## [PAGE EXTRACT]

>>>

Homeschoolers Outhinking College Gatekeepers

14 03 2007

. . .which begs the question: are state university administrators “prepared for the rigors of” simple logic much less leadership and innovation these days?

(See hotlinks for extra-credit condemnation)

I scoff at this “objection from Univ of Utah’s asst. admissions director
— if the requirement always has been for homeschoolers to pass the GED
and that guarantees they are at least 18, then how can she possibly
have had any experience with younger homeschooled kids in college being “not
ready” for her rigors? And how, then, can she be so sure her institution
would officially oppose legislation to award high school diplomas for top-scoring homeschoolers, much less that it would dare make the argument based on chrono-illogical age?

And what’s this lofty blather about the success being THEIRS because of their standards, rather than being created by and belonging to the students? College administrators from Harvard’s Derek Bok to food-fighting Floridians to such tightly wrapped turf-guarders as this, have SO disappointed me! Hey, maybe we should hire and fire them by the GED? (bet she never took it . . .)

At the University of Utah, home-schooled students must meet several criteria for admission, including a transcript that has been certified by the State Board of Education, a composite score of 23 or higher on the ACT *and* a passing score on the GED of at least 550.

<<<

## [WHAT THIS EXERCISE ASKS]
**A)** Check each statement against the post on homeschoolers and college admissions. For each one, answer yes or no and quote the words from the post that decide it.
(i) Home-schooled applicants to the University of Utah need an ACT composite score of 23 or higher.
(ii) The University of Utah requires a GED passing score of at least 500.
(iii) The University of Utah requires a transcript certified by the State Board of Education.
**B)** Transcribe part of the post on homeschoolers and college admissions. Begin at the words that read "Homeschoolers Outhinking College Gatekeepers" and stop after "innovation these days?".
**C)** Write the next part of the post on homeschoolers and college admissions, picking up after its final sentence.

## [DATASET EXCERPTS]
>>>

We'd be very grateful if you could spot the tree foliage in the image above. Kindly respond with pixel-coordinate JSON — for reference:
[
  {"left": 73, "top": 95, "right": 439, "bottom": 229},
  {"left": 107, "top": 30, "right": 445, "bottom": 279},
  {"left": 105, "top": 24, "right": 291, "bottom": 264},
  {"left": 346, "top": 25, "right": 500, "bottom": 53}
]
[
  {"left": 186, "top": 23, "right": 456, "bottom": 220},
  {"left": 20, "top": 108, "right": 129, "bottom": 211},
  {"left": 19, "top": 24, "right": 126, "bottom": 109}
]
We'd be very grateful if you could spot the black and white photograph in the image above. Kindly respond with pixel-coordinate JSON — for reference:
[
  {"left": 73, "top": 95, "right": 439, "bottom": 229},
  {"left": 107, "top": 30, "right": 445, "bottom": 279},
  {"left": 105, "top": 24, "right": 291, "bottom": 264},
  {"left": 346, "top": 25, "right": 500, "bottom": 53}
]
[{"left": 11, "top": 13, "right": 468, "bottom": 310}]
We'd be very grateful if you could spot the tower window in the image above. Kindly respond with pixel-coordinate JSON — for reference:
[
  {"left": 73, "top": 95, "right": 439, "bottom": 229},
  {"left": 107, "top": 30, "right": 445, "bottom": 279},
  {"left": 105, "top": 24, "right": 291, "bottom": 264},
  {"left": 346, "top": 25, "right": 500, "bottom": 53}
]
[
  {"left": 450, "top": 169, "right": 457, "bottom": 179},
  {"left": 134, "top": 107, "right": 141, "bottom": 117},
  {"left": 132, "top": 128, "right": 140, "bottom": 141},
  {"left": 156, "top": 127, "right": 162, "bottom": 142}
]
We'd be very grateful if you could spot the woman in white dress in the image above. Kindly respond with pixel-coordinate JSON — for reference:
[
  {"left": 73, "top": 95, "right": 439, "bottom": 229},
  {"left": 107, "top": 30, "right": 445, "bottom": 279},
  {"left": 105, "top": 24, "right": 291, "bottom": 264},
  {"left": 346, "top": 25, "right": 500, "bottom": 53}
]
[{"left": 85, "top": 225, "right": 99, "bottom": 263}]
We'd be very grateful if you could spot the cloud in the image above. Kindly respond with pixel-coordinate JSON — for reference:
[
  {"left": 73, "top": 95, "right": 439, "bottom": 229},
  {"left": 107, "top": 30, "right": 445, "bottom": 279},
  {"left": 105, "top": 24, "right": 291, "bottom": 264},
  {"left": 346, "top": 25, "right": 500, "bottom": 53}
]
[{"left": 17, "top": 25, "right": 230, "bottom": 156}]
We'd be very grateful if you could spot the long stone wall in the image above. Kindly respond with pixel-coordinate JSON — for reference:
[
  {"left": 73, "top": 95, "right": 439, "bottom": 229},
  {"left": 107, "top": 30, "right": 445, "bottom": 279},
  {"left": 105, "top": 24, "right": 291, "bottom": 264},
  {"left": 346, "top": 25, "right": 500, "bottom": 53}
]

<<<

## [EXPECTED ANSWERS]
**A)**
(i) Yes: "a composite score of 23 or higher on the ACT"
(ii) No: "a passing score on the GED of at least 550"
(iii) Yes: "a transcript that has been certified by the State Board of Education"

**B)**
Homeschoolers Outhinking College Gatekeepers

14 03 2007

. . .which begs the question: are state university administrators “prepared for the rigors of” simple logic much less leadership and innovation these days?

**C)**
That GED requirement also ensures students are at least 18 years old or that their high school class has graduated, because younger students are not allowed to take the test in Utah, noted Carolyn Dyson, associate director of admissions at the U.

“We’ve found a good success rate with these standards for home schoolers. A lot of our home-schooled students are bright and do very well here,” she said. “But some are just not prepared for the rigor of the classroom, and they’re just not ready for it.”

Dyson said she’d be hesitant to change those standards and is especially opposed to recently proposed legislation that would have allowed home-schooled students to get a high school diploma if they scored within the top 15 percent of students on the ACT. The measure, which had no age restrictions, failed during this year’s legislative session.

“If they start giving home-schooled students diplomas, we’ll challenge it,” she said.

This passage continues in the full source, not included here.